**JOB:**
Rewrite the data from the line containing "return mask of white cloud" through the end, changing "every instance" to "all instances" and keeping everything else the same.

(Entries from a dataset)

· · · · · · ·

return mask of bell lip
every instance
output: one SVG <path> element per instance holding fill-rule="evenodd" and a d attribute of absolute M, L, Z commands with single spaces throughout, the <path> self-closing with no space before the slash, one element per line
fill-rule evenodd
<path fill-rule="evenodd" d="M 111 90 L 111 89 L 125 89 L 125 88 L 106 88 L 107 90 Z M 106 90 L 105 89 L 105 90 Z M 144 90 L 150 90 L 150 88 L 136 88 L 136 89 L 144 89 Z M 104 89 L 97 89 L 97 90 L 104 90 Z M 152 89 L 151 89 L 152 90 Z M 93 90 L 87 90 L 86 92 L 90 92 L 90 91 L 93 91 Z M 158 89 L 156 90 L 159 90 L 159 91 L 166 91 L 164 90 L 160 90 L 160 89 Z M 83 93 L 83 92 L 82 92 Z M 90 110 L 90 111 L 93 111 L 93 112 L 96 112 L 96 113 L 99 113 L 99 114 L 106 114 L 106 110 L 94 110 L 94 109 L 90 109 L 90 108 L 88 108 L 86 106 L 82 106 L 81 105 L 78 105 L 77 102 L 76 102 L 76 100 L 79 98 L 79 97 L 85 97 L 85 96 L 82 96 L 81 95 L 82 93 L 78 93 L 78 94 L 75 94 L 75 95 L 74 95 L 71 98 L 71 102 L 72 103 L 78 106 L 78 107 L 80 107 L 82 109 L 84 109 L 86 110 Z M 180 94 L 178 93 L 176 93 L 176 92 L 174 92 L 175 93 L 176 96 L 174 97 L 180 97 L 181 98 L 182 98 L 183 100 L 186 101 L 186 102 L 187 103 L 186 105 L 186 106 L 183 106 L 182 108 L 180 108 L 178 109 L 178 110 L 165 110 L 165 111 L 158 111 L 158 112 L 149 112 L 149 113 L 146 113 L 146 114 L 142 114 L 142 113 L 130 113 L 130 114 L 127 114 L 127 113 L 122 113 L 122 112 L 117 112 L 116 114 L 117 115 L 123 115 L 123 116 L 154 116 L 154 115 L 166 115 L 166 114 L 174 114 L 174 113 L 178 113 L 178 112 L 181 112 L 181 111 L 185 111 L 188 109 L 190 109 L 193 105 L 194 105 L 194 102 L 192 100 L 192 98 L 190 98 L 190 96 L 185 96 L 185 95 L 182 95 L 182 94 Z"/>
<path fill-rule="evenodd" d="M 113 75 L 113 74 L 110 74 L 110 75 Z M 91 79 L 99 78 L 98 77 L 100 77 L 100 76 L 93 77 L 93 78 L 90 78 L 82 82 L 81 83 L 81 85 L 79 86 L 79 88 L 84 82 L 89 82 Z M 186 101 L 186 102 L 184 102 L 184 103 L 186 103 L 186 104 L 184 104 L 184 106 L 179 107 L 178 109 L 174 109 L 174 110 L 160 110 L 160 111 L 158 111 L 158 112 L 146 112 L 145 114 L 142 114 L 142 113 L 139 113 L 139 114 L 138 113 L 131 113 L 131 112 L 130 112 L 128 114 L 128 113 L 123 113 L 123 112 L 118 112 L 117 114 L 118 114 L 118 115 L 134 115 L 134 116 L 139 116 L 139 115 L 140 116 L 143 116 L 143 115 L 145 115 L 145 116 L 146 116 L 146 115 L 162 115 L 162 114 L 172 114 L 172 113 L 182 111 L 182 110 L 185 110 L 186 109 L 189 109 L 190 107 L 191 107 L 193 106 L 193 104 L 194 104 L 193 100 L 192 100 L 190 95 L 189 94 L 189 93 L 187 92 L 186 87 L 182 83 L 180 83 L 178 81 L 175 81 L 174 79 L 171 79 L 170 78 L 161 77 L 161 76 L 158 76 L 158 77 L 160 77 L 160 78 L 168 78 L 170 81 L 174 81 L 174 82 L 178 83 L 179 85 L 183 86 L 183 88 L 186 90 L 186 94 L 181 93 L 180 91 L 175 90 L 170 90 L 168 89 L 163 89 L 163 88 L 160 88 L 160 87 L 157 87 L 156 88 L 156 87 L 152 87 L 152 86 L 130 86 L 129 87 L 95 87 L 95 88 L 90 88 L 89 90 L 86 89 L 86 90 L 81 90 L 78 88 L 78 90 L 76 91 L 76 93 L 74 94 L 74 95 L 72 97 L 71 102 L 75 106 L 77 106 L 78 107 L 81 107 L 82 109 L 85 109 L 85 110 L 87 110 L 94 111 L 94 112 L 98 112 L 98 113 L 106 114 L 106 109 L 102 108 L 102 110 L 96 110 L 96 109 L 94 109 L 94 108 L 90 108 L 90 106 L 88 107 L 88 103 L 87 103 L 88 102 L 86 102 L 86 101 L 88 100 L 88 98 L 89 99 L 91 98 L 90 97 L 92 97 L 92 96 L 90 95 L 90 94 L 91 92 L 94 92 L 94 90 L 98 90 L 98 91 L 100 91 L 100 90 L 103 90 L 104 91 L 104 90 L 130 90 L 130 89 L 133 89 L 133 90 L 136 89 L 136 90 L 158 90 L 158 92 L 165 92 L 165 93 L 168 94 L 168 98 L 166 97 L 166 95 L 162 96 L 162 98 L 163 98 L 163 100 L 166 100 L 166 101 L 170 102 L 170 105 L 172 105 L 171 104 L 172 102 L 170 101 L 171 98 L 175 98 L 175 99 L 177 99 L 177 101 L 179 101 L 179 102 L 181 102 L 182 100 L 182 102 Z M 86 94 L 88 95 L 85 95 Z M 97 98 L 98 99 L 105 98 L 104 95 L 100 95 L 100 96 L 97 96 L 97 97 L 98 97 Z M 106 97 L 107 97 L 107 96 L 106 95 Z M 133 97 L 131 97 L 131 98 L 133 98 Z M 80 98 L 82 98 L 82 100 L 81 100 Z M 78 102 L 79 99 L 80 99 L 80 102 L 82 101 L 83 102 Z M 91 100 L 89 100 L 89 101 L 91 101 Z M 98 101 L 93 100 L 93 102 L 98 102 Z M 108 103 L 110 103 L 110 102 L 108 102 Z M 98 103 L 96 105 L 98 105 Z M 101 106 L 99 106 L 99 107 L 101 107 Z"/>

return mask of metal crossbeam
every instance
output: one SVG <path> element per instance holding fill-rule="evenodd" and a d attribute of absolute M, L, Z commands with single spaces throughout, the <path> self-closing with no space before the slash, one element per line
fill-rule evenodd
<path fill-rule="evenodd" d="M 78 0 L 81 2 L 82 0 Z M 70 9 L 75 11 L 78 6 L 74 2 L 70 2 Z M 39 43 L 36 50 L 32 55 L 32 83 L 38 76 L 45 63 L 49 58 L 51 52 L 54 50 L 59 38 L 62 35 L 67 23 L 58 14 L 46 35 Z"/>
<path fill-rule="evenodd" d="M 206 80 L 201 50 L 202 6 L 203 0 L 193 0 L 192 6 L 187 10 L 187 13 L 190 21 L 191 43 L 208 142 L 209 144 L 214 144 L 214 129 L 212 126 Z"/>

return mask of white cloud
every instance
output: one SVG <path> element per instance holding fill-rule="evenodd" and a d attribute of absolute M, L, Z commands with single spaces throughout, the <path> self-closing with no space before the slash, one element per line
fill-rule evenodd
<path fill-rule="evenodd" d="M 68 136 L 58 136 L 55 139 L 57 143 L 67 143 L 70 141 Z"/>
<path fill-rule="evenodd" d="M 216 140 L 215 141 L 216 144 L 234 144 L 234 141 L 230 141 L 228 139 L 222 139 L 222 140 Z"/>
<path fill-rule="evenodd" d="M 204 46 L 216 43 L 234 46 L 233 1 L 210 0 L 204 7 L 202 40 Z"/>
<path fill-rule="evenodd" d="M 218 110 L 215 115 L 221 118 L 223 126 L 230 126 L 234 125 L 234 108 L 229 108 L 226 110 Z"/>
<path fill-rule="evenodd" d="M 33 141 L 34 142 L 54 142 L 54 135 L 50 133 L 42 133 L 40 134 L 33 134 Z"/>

· · · · · · ·

**ANSWER TO THE PROBLEM:**
return mask of white cloud
all instances
output: one SVG <path> element per instance holding fill-rule="evenodd" and a d attribute of absolute M, L, Z commands with single spaces throughout, the <path> self-closing with no space before the slash, one element per line
fill-rule evenodd
<path fill-rule="evenodd" d="M 68 136 L 58 136 L 55 139 L 57 143 L 67 143 L 70 141 Z"/>
<path fill-rule="evenodd" d="M 216 140 L 215 141 L 216 144 L 234 144 L 234 141 L 230 141 L 228 139 L 222 139 L 222 140 Z"/>
<path fill-rule="evenodd" d="M 204 46 L 216 43 L 234 46 L 233 1 L 210 0 L 204 7 L 202 40 Z"/>
<path fill-rule="evenodd" d="M 218 110 L 215 115 L 221 118 L 223 126 L 230 126 L 234 125 L 234 108 L 229 108 L 226 110 Z"/>
<path fill-rule="evenodd" d="M 33 141 L 34 142 L 54 142 L 54 135 L 50 133 L 42 133 L 40 134 L 33 134 Z"/>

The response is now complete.